Task to complete:
Every record, apart from its pictures, should be repeated exactly.

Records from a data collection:

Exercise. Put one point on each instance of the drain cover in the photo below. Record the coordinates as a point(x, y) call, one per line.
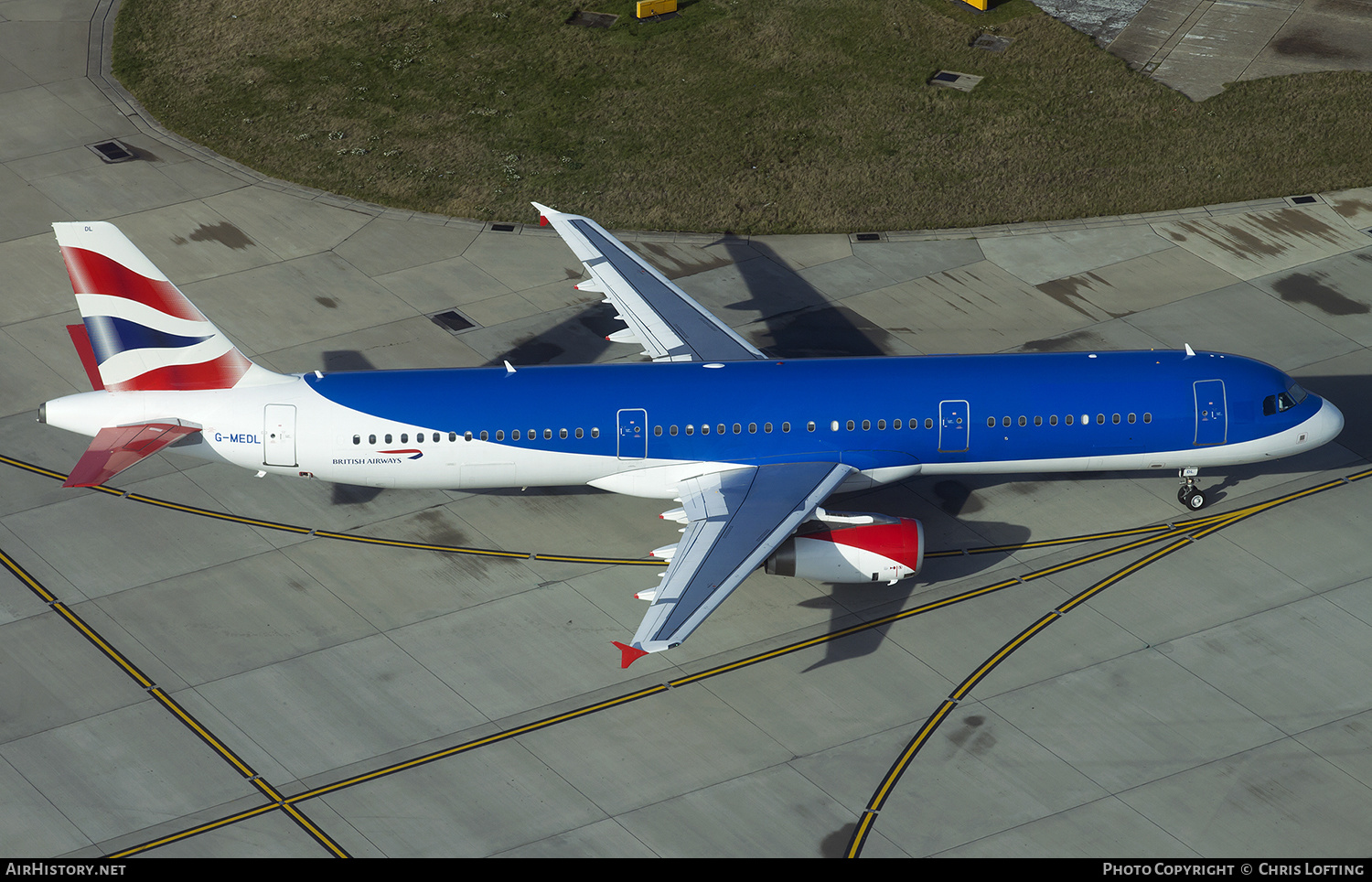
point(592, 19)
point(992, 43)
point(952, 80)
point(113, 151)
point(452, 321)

Exercise answer:
Exercise. Put one point on each instance of the drain cover in the photo below. Record the coordinates as a point(x, y) call, one per line.
point(592, 19)
point(992, 43)
point(952, 80)
point(113, 151)
point(452, 321)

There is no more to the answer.